[[ PASSAGE open ]]

Provocative Powerful - and Puzzling - Art

Mario Merz's works challenge viewers

TODAY'S art is often very puzzling. Just when we've learned to accept one strange thing or another, something even more unusual pops up - and we have to start trying to understand all over again. That, I'm certain, is the way many visitors to the Guggenheim Museum here feel when they are confronted by Mario Merz's huge, igloo-like structure, made of metal tubes, and glass. It dominates the museum's main floor.

And they'll feel that way when when they look up and see a real motorcycle, jutting out from, and appearing to run along the outside of, a ramp half way up the museum interior.

Some, I suspect, will turn right around and leave. Those who stay, however, will probably be glad they did - for the challenge Merz's work presents and for what it suggests.

The entire museum has been given over to the first comprehensive American retrospective of Merz, the Italian painter/sculptor. ``Mario Merz'' consists of 88 large two- and three-dimensional pieces (including several installations created specifically for this show) and 22 smaller works on paper dating from the 1950s to the present. It was organized by the Guggenheim's new curator of contemporary art, Germano Celant, a longtime acquaintance of the Italian artist.

For an artist, Merz has a rather unusual background. He was born in 1925, grew up in the hills outside Turin, and studied medicine. His heart wasn't entirely in that profession, however. In 1945 he spent a short term in prison for political activities, and while there he began to draw on whatever materials he could find, including bread and cheese wrappers. Upon his release, he went to Paris for a few months, where he worked as a truck driver while teaching himself about art at the Louvre.

Merz began to paint in the early 1950s, using industrial materials such as enamel and spray paint. With them, he produced thickly impastoed figurative paintings. Dissatisfied, he began to search for ways to ``get beyond painting,'' a search that ended roughly a decade later when he began to pierce his monochromatic ``shaped'' canvases and a variety of other objects with neon tubing.

[[ PASSAGE closed ]]

### [WORK INSTRUCTION A]
Quote the Mario Merz article word for word, starting with "Mario Merz's works" and going on through "museum's main floor.".
### [WORK INSTRUCTION B]
Extend the Mario Merz article, picking up right after its final sentence.

[[ EXTRACTED DATA open ]]

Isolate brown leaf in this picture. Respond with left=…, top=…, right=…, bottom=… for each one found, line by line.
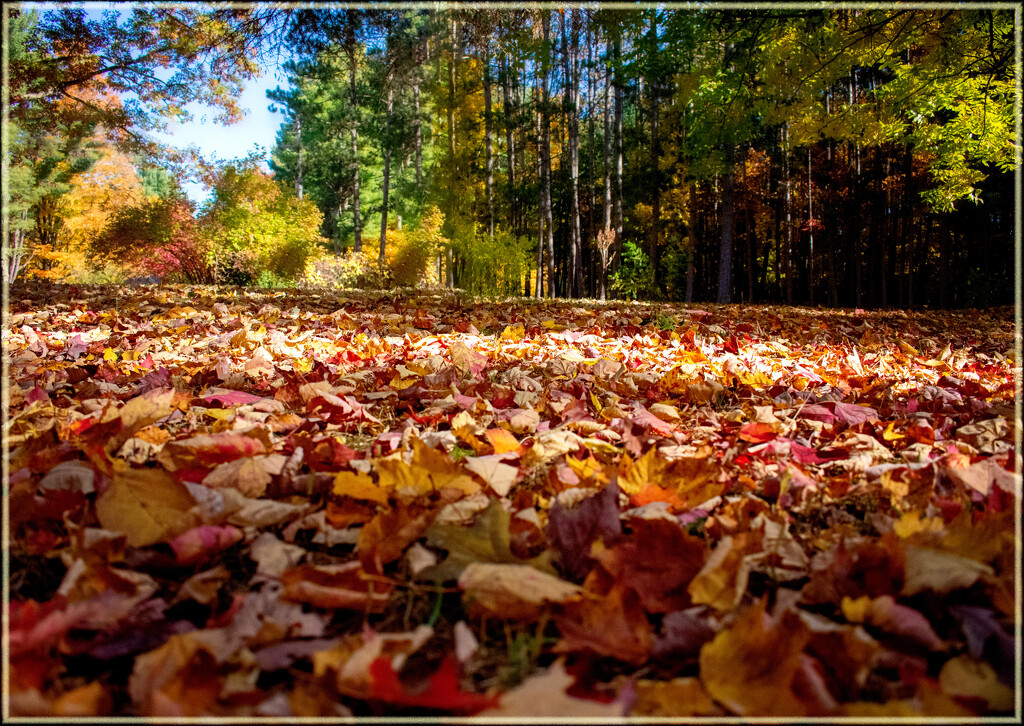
left=700, top=601, right=810, bottom=718
left=554, top=585, right=654, bottom=666
left=96, top=467, right=198, bottom=547
left=281, top=562, right=391, bottom=612
left=594, top=519, right=705, bottom=612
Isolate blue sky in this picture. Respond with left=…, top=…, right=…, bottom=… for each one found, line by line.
left=24, top=2, right=286, bottom=203
left=154, top=62, right=286, bottom=203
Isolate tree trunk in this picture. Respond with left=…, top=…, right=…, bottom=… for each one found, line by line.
left=782, top=124, right=794, bottom=305
left=562, top=10, right=583, bottom=297
left=647, top=10, right=663, bottom=295
left=541, top=10, right=555, bottom=298
left=598, top=42, right=611, bottom=300
left=718, top=144, right=736, bottom=303
left=348, top=40, right=362, bottom=252
left=807, top=146, right=814, bottom=305
left=536, top=103, right=551, bottom=297
left=611, top=36, right=623, bottom=280
left=686, top=181, right=699, bottom=302
left=295, top=115, right=302, bottom=202
left=444, top=17, right=459, bottom=288
left=380, top=85, right=393, bottom=267
left=413, top=83, right=423, bottom=194
left=602, top=43, right=611, bottom=231
left=483, top=41, right=495, bottom=240
left=502, top=54, right=516, bottom=237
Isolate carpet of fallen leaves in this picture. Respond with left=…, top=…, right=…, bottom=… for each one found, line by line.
left=3, top=286, right=1019, bottom=718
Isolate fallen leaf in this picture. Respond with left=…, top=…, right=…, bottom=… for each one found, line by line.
left=96, top=468, right=196, bottom=547
left=700, top=601, right=810, bottom=718
left=459, top=562, right=583, bottom=620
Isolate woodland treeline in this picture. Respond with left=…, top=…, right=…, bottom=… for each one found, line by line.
left=12, top=4, right=1016, bottom=307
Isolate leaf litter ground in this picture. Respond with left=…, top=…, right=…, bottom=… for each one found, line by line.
left=4, top=286, right=1020, bottom=719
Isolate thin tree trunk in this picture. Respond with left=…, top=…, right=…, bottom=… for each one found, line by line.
left=807, top=146, right=814, bottom=305
left=578, top=24, right=602, bottom=296
left=380, top=85, right=393, bottom=267
left=348, top=40, right=362, bottom=252
left=541, top=10, right=555, bottom=298
left=782, top=124, right=794, bottom=305
left=602, top=43, right=611, bottom=231
left=483, top=41, right=495, bottom=240
left=562, top=10, right=583, bottom=297
left=647, top=10, right=663, bottom=296
left=611, top=31, right=623, bottom=269
left=599, top=42, right=613, bottom=300
left=686, top=181, right=699, bottom=302
left=295, top=115, right=302, bottom=202
left=718, top=144, right=736, bottom=303
left=444, top=17, right=459, bottom=288
left=537, top=103, right=551, bottom=297
left=501, top=54, right=516, bottom=237
left=413, top=82, right=423, bottom=194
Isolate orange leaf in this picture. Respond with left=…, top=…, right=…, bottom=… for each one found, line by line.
left=699, top=601, right=810, bottom=717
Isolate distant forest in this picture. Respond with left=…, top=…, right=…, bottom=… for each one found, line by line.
left=273, top=6, right=1015, bottom=306
left=11, top=4, right=1019, bottom=307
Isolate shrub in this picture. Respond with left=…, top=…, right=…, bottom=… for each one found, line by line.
left=388, top=207, right=447, bottom=286
left=90, top=198, right=213, bottom=283
left=611, top=242, right=654, bottom=300
left=453, top=228, right=532, bottom=295
left=202, top=166, right=327, bottom=285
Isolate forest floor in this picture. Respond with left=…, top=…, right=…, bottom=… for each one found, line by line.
left=3, top=286, right=1020, bottom=718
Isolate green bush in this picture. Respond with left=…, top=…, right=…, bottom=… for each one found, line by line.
left=453, top=228, right=534, bottom=295
left=663, top=246, right=691, bottom=300
left=611, top=242, right=654, bottom=300
left=390, top=207, right=449, bottom=287
left=203, top=166, right=326, bottom=285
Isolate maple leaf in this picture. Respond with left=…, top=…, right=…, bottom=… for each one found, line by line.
left=553, top=584, right=654, bottom=666
left=699, top=601, right=810, bottom=718
left=370, top=656, right=498, bottom=715
left=459, top=562, right=583, bottom=620
left=96, top=467, right=196, bottom=547
left=416, top=499, right=555, bottom=581
left=476, top=658, right=626, bottom=719
left=281, top=562, right=391, bottom=612
left=546, top=482, right=623, bottom=580
left=593, top=519, right=705, bottom=612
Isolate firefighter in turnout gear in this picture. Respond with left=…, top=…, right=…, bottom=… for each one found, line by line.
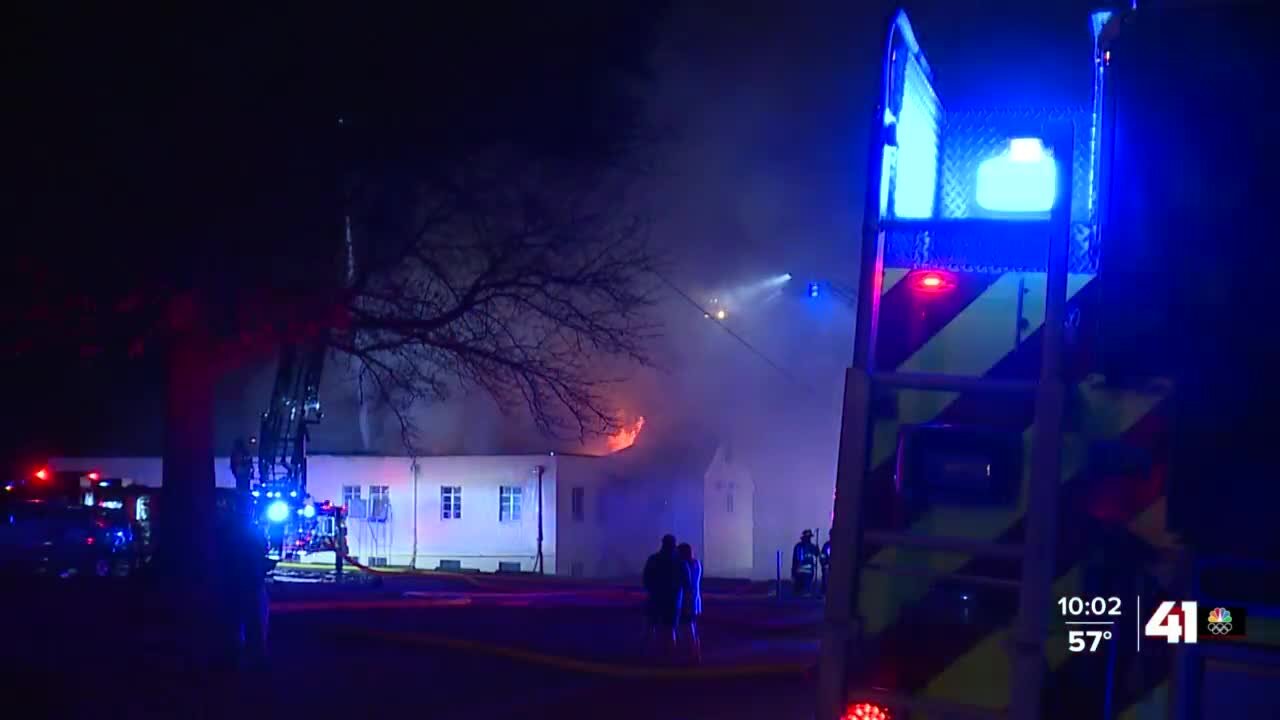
left=791, top=529, right=818, bottom=596
left=818, top=530, right=831, bottom=594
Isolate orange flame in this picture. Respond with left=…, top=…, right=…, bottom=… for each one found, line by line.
left=608, top=415, right=644, bottom=452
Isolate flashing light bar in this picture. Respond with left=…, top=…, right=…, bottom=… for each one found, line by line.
left=910, top=270, right=956, bottom=295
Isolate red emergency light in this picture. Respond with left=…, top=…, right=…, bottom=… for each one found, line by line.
left=908, top=270, right=956, bottom=295
left=844, top=702, right=892, bottom=720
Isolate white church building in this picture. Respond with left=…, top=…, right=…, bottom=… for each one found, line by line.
left=50, top=430, right=754, bottom=578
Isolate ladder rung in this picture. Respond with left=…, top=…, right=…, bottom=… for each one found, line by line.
left=865, top=530, right=1023, bottom=560
left=863, top=562, right=1023, bottom=591
left=873, top=373, right=1036, bottom=393
left=849, top=689, right=1009, bottom=720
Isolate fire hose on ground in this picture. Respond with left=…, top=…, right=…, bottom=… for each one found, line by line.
left=342, top=630, right=814, bottom=680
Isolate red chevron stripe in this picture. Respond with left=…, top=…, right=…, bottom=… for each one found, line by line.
left=855, top=397, right=1166, bottom=692
left=863, top=283, right=1098, bottom=529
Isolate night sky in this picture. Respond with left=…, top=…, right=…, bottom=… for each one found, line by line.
left=6, top=0, right=1097, bottom=571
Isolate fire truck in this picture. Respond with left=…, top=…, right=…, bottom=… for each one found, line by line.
left=818, top=3, right=1280, bottom=720
left=232, top=342, right=344, bottom=564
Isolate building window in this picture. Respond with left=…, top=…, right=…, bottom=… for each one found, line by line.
left=498, top=486, right=525, bottom=523
left=440, top=486, right=462, bottom=520
left=342, top=486, right=365, bottom=519
left=369, top=486, right=392, bottom=523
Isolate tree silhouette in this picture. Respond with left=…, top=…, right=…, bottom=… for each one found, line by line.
left=0, top=3, right=662, bottom=653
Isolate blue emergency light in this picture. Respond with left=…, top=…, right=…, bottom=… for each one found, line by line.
left=266, top=500, right=289, bottom=523
left=977, top=137, right=1057, bottom=214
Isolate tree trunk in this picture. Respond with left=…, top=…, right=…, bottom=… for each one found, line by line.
left=155, top=332, right=219, bottom=664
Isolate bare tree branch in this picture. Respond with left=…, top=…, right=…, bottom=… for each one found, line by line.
left=334, top=139, right=659, bottom=443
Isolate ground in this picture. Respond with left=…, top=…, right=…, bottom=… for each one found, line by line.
left=3, top=575, right=820, bottom=720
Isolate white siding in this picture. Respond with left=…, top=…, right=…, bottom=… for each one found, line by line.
left=50, top=455, right=557, bottom=573
left=50, top=455, right=753, bottom=578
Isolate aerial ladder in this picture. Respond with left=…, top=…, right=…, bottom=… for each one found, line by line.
left=230, top=219, right=352, bottom=561
left=817, top=4, right=1276, bottom=720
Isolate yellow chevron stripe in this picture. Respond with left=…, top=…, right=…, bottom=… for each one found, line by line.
left=859, top=270, right=1093, bottom=633
left=859, top=378, right=1169, bottom=633
left=872, top=272, right=1093, bottom=468
left=881, top=268, right=911, bottom=296
left=913, top=568, right=1080, bottom=717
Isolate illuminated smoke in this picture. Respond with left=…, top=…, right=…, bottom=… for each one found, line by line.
left=608, top=415, right=644, bottom=452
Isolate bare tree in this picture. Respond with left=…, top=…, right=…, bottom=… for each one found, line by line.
left=333, top=139, right=659, bottom=447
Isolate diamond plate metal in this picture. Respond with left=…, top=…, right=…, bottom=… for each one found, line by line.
left=941, top=109, right=1092, bottom=223
left=884, top=220, right=1097, bottom=273
left=884, top=109, right=1098, bottom=273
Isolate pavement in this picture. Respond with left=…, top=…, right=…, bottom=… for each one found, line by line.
left=0, top=573, right=820, bottom=720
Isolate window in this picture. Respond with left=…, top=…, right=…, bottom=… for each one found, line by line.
left=342, top=486, right=365, bottom=519
left=440, top=486, right=462, bottom=520
left=498, top=486, right=525, bottom=523
left=369, top=486, right=392, bottom=523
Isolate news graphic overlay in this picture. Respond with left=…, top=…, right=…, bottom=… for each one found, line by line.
left=1146, top=600, right=1248, bottom=644
left=1057, top=596, right=1121, bottom=653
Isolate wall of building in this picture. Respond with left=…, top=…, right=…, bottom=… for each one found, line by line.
left=700, top=446, right=755, bottom=578
left=556, top=455, right=635, bottom=578
left=50, top=451, right=753, bottom=578
left=50, top=455, right=557, bottom=573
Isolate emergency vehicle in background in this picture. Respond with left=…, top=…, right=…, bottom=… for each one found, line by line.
left=818, top=3, right=1280, bottom=720
left=230, top=341, right=346, bottom=561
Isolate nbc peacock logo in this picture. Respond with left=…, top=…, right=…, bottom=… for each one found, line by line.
left=1204, top=607, right=1231, bottom=635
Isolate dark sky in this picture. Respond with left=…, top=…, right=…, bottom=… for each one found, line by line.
left=8, top=0, right=1111, bottom=571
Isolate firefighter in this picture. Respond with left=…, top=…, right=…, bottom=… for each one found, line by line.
left=818, top=530, right=831, bottom=596
left=791, top=529, right=818, bottom=596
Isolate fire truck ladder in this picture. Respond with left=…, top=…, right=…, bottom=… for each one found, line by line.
left=818, top=122, right=1074, bottom=720
left=259, top=342, right=326, bottom=496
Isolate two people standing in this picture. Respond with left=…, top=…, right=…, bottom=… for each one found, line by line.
left=644, top=534, right=703, bottom=660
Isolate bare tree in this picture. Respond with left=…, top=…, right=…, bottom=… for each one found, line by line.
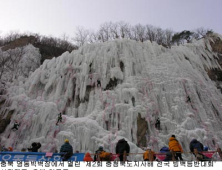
left=165, top=29, right=173, bottom=48
left=132, top=24, right=145, bottom=42
left=98, top=22, right=112, bottom=42
left=72, top=27, right=89, bottom=46
left=118, top=21, right=131, bottom=38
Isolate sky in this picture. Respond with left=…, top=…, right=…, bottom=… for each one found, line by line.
left=0, top=0, right=222, bottom=37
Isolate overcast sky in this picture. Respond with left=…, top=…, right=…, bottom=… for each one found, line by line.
left=0, top=0, right=222, bottom=37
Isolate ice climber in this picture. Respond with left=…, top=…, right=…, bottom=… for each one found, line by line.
left=116, top=139, right=130, bottom=161
left=28, top=142, right=42, bottom=152
left=169, top=135, right=183, bottom=161
left=212, top=148, right=222, bottom=161
left=12, top=121, right=20, bottom=130
left=190, top=139, right=204, bottom=152
left=94, top=146, right=104, bottom=161
left=56, top=113, right=62, bottom=125
left=186, top=96, right=191, bottom=103
left=60, top=139, right=73, bottom=161
left=155, top=118, right=160, bottom=130
left=143, top=147, right=156, bottom=162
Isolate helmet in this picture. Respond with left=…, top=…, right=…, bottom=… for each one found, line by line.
left=204, top=146, right=209, bottom=151
left=8, top=146, right=13, bottom=152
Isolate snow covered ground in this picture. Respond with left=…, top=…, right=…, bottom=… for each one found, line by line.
left=1, top=33, right=222, bottom=160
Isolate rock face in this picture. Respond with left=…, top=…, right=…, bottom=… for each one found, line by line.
left=1, top=33, right=222, bottom=160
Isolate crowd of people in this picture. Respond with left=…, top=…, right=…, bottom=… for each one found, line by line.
left=3, top=125, right=222, bottom=161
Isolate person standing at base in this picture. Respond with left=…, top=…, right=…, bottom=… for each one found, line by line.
left=169, top=135, right=183, bottom=161
left=60, top=139, right=73, bottom=161
left=28, top=142, right=42, bottom=152
left=56, top=113, right=62, bottom=125
left=116, top=138, right=130, bottom=161
left=12, top=121, right=20, bottom=130
left=143, top=147, right=156, bottom=162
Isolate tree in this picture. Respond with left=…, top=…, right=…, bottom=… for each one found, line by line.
left=172, top=30, right=194, bottom=45
left=72, top=27, right=89, bottom=47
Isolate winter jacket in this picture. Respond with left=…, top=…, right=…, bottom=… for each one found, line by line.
left=94, top=149, right=105, bottom=161
left=169, top=137, right=183, bottom=153
left=28, top=142, right=42, bottom=152
left=160, top=146, right=170, bottom=153
left=143, top=151, right=156, bottom=161
left=83, top=152, right=93, bottom=162
left=60, top=142, right=73, bottom=153
left=190, top=139, right=204, bottom=152
left=116, top=139, right=130, bottom=154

[[ EXTRACTED DATA closed ]]

### [OUTPUT A]
Mario Merz's works challenge viewers

TODAY'S art is often very puzzling. Just when we've learned to accept one strange thing or another, something even more unusual pops up - and we have to start trying to understand all over again. That, I'm certain, is the way many visitors to the Guggenheim Museum here feel when they are confronted by Mario Merz's huge, igloo-like structure, made of metal tubes, and glass. It dominates the museum's main floor.

### [OUTPUT B]
It was during this period that he and a group of other artists living in Turin formed Arte Povera, an anti-elitist movement that celebrated art fashioned from humble materials and the products of nature. This led, in the late 1960s and '70s, to the development of several motifs he continues to use. The first was the igloo, which in his hands became a metaphor for the transitory and ever-changing nature of art. The various igloos in the exhibition - especially the one on the museum's main floor - attest to the importance he places on this motif.

Most of his work, however, is divided between large, freely executed paintings of wild animals and other living things - paintings that are almost primal in their impact - and three-dimensional constructions. The latter include tables, raincoats, fruit, old newspapers, a dripping faucet, and a zebra head stuffed with neon tubes, clumps of straw.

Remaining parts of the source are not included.